Data entries:
──────────────────────────────
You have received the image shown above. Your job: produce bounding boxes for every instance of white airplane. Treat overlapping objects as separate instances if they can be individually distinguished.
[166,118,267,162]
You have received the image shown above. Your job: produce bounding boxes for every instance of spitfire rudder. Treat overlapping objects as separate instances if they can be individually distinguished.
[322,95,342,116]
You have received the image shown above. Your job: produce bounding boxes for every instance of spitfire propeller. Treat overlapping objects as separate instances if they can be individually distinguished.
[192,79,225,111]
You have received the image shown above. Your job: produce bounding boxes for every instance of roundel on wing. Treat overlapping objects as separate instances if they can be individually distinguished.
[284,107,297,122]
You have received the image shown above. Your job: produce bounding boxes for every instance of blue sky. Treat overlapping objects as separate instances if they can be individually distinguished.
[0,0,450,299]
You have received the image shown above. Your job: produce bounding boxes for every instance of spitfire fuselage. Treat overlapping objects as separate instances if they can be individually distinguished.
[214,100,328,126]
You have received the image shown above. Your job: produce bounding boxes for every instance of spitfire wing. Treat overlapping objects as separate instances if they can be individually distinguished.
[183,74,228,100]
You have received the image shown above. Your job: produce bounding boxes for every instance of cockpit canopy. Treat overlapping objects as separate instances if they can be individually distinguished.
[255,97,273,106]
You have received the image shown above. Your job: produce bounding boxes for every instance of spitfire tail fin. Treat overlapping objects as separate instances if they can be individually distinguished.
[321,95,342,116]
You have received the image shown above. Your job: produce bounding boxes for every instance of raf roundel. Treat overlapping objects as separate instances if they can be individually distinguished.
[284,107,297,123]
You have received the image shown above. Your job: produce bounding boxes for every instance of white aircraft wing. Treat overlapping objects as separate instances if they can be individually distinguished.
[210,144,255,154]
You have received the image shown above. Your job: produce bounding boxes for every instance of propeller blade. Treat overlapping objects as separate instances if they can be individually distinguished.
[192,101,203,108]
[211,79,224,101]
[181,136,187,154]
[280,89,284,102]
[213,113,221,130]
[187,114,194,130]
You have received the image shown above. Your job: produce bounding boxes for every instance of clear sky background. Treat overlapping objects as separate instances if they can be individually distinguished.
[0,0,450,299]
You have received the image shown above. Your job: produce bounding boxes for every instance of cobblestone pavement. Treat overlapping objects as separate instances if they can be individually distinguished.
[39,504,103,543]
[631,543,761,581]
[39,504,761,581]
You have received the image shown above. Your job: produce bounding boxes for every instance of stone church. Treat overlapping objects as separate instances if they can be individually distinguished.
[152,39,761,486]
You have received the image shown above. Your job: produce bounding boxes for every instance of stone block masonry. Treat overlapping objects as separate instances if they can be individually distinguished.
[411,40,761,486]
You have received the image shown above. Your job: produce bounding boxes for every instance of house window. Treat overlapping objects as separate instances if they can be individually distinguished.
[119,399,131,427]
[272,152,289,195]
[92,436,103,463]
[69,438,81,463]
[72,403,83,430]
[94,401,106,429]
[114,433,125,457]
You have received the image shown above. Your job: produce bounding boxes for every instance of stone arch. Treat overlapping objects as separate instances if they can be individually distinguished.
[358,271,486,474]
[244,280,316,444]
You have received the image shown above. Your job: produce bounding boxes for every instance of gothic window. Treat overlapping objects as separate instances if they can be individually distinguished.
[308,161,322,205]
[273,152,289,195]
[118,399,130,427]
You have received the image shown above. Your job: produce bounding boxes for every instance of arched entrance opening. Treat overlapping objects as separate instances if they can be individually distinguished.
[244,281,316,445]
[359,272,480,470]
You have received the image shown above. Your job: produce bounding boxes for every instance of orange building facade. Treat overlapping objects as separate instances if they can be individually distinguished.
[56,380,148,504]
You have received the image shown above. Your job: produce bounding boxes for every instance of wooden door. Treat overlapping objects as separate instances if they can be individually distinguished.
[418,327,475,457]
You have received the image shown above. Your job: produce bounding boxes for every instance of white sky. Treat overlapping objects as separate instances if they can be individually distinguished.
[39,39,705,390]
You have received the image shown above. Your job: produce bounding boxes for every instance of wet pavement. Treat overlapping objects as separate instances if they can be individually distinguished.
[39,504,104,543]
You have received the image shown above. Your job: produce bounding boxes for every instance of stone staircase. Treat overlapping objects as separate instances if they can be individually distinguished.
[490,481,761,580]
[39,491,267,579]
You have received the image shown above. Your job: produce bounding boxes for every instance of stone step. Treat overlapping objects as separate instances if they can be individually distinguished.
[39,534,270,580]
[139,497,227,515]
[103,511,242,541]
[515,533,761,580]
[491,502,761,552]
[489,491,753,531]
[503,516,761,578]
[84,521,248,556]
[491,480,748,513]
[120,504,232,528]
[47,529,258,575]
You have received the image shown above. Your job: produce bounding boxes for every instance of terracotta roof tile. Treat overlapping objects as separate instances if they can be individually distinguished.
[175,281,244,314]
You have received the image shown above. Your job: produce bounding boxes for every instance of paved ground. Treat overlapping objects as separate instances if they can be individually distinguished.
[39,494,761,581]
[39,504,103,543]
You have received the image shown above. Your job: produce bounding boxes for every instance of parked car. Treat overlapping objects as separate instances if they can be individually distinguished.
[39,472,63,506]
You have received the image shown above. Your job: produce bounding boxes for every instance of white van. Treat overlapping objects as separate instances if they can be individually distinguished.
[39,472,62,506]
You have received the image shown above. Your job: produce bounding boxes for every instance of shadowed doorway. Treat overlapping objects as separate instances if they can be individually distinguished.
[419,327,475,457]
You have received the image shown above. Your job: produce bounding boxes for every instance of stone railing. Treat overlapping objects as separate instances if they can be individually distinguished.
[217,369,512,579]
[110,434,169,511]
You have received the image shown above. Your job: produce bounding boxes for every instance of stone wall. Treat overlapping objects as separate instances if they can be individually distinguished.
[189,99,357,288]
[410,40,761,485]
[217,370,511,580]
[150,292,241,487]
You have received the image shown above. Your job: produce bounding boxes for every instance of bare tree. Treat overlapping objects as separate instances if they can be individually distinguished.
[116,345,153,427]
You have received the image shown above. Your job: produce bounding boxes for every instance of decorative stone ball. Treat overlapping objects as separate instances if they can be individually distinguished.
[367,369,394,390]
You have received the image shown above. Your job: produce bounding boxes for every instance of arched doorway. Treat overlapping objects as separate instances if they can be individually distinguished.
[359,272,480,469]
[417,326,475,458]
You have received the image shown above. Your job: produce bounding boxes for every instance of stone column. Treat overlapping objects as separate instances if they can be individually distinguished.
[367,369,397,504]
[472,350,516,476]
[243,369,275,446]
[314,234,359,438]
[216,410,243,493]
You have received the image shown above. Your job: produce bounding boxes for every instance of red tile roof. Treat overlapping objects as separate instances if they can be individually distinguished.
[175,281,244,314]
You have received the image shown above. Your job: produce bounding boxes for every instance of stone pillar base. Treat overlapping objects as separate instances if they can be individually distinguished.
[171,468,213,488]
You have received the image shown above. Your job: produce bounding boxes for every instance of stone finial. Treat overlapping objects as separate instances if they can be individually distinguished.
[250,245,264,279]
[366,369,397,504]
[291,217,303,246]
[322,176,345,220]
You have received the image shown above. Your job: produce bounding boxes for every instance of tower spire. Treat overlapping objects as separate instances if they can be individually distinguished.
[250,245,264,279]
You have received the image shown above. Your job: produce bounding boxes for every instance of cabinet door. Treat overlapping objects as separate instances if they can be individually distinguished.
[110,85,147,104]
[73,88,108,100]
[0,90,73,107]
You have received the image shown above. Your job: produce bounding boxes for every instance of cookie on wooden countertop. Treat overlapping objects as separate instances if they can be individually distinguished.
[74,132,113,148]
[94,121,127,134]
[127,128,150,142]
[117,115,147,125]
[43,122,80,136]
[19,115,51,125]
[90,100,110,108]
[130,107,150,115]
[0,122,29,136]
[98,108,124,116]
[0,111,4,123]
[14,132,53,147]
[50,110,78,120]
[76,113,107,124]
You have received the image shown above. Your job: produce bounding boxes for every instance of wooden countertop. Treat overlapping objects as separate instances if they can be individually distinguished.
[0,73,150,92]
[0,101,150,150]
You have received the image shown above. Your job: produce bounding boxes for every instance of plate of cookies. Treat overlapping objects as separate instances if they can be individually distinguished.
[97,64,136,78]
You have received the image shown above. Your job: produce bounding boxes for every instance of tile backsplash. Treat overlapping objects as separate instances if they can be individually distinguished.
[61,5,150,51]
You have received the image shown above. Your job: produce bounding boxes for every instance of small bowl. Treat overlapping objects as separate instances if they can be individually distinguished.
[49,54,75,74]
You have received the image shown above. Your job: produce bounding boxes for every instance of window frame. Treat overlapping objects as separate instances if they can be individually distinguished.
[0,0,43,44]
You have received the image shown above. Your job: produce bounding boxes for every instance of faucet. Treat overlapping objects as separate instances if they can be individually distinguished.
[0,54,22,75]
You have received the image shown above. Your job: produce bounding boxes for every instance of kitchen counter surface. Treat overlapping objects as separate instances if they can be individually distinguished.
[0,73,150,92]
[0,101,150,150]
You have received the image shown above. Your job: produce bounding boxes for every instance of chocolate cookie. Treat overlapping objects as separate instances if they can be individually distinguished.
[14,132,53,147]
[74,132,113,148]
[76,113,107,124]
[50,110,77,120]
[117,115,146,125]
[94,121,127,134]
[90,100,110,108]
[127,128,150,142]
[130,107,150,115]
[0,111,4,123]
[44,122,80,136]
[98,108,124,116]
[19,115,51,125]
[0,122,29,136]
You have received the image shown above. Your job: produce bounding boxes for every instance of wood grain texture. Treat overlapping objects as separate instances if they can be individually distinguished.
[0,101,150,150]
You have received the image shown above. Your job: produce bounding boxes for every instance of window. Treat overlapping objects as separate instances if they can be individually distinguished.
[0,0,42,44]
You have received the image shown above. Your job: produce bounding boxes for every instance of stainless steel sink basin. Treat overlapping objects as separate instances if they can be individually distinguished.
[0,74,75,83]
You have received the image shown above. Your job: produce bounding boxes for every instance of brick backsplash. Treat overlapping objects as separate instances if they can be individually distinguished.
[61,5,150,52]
──────────────────────────────
-- Exercise brief --
Convert the rows, from the first one through the line containing "[166,118,267,162]" (inclusive), into a numbered list and omit any blank lines.

-- Full answer --
1. You have received the image shown above. Your job: produce bounding boxes for every instance of white airplane. Treat overlapping objects as separate instances if they can be individually distinguished.
2. [166,118,267,162]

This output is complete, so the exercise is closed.